=== PROBLEM REQUIREMENTS ===
Reproduce every entry below precisely. Pictures are excluded from the copy.

=== Location annotation dataset excerpts ===
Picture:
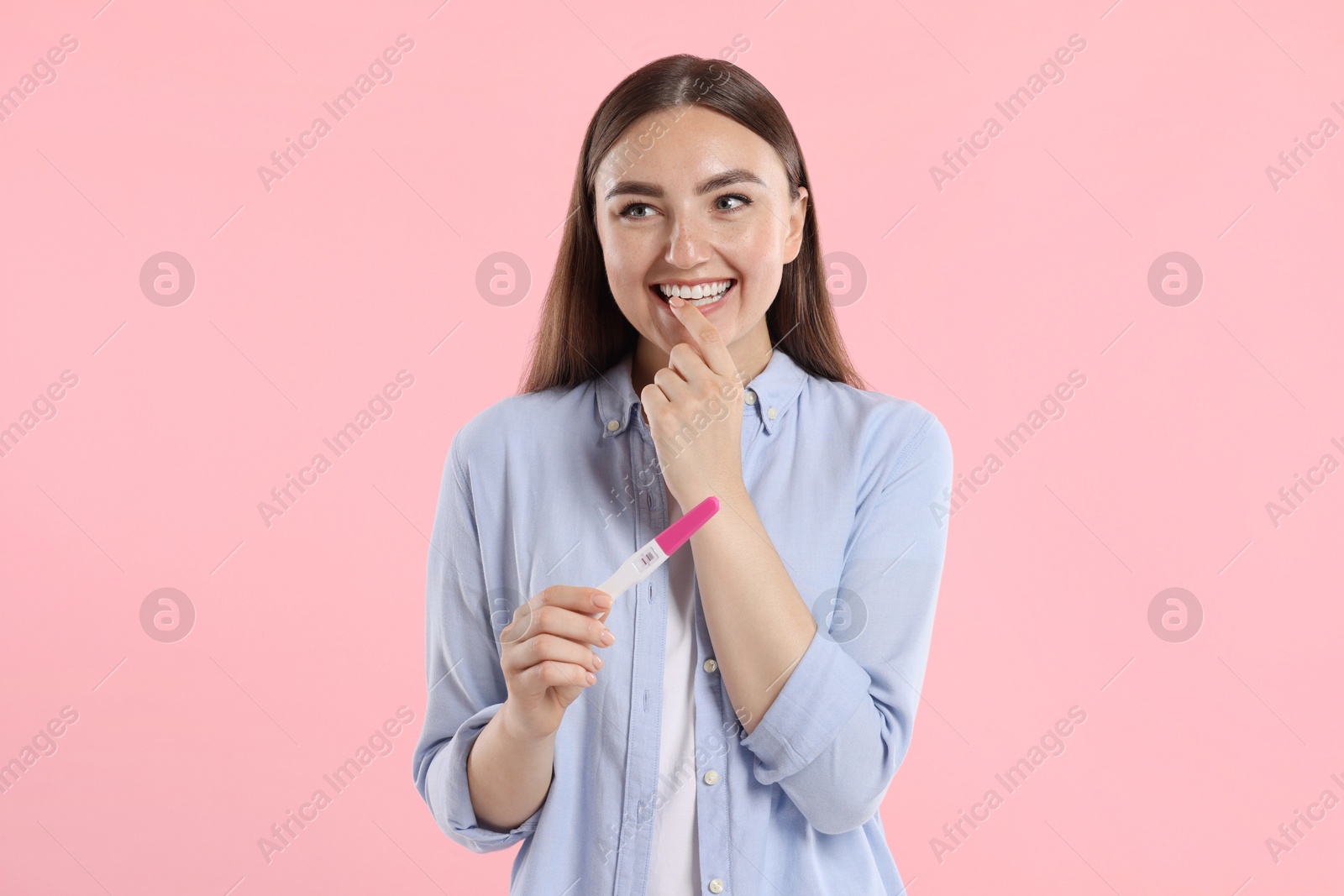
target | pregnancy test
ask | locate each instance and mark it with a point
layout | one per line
(655, 553)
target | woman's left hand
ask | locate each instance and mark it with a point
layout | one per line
(696, 412)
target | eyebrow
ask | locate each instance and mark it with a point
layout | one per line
(645, 188)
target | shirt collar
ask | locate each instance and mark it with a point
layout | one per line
(770, 396)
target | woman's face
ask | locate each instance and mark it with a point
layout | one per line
(690, 197)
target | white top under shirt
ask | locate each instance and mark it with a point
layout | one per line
(675, 862)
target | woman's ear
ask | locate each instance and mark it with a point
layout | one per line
(797, 219)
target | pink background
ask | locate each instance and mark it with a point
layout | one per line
(309, 297)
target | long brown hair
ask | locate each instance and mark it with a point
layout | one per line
(582, 331)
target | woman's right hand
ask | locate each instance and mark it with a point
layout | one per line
(546, 656)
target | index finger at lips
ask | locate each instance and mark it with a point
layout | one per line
(707, 338)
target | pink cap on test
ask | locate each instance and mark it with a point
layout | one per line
(679, 532)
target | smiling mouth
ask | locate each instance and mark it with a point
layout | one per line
(701, 295)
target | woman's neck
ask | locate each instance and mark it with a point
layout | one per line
(750, 355)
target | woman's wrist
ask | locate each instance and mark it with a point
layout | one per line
(517, 736)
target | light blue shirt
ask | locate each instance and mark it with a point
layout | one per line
(559, 488)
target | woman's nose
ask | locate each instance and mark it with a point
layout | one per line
(687, 244)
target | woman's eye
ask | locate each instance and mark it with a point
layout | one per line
(625, 212)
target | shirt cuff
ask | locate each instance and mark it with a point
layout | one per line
(448, 779)
(826, 689)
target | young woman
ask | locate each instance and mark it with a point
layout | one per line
(732, 723)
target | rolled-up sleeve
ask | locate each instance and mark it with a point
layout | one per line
(842, 723)
(464, 678)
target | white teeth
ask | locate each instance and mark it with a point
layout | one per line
(705, 291)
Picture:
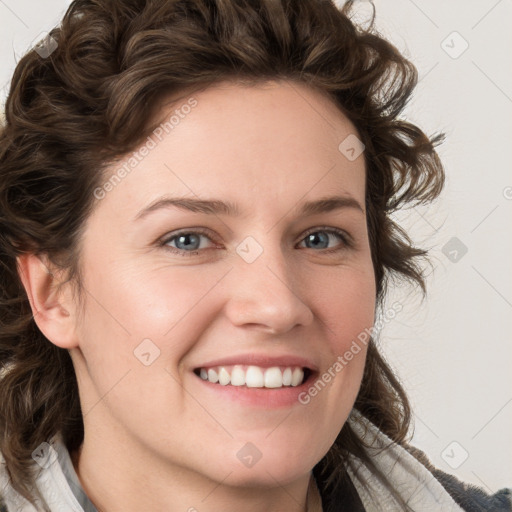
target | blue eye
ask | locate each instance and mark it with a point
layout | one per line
(320, 237)
(188, 243)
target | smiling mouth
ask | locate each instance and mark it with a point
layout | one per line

=== TASK SOLUTION ===
Picture:
target | pregnancy test
ask | locate each instance and mark it with a point
layout | one per line
(655, 553)
target | woman's left hand
ask | locate each instance and mark it with a point
layout | one per line
(696, 412)
target | eyebrow
ask | locate each instance and mark it with a point
layout | one per line
(645, 188)
target | shirt collar
ask | locate each instance and mark it with a point
layout | one per line
(770, 396)
target | woman's face
ask | locate each instance and mark it with a point
layout | one per line
(690, 197)
target | white top under shirt
ask | locate each instance and mark it with a point
layout | one per line
(675, 862)
target | woman's ear
ask | locate each instance and mark it with a point
layout | one per line
(797, 219)
target | pink background
ask | locate each instance and mark it with a point
layout | one per line
(309, 297)
target | long brown hair
ask | locate each instance and mark it with a point
layout | one per line
(582, 331)
target | woman's right hand
ask | locate each instance and mark it with a point
layout | one per line
(546, 656)
target | index finger at lips
ask | locate each instance and mark it with a point
layout | one per line
(707, 338)
target | pink cap on test
ask | locate each instance and mark it with a point
layout | one per line
(679, 532)
target | smiling mouth
ask | locate each instance and mark it with a point
layout | one per line
(701, 295)
target | woman's neck
ask | locate each instance and mark it with a point
layout | one per line
(750, 355)
target | woman's wrist
ask | locate each instance and mark it with a point
layout | one per line
(517, 736)
target | light blue shirt
ask | locate each instance and mark it with a point
layout | one per line
(559, 488)
target | woman's nose
ask | locate each instance and mark it with a point
layout | one per line
(687, 244)
target | woman's eye
ask | locate each instance and mark it with a point
layout | one per line
(625, 212)
target | shirt cuff
ask | locate each instance and mark it with a point
layout | one per line
(448, 779)
(826, 689)
target | young woman
ask | locate each instance and mark it with a point
layout | one per line
(732, 723)
target | rolled-up sleeve
ask | locate each instance and mark it with a point
layout | one per line
(842, 723)
(464, 678)
target | white teeth
ask | locate each instance and mark it with a point
layout | one per line
(705, 291)
Picture:
target | blue eye
ask | locate each instance and mark it with a point
layout | one per line
(320, 237)
(188, 243)
target | smiling mouth
ask | locate each instance and mark it with a point
layout | one per line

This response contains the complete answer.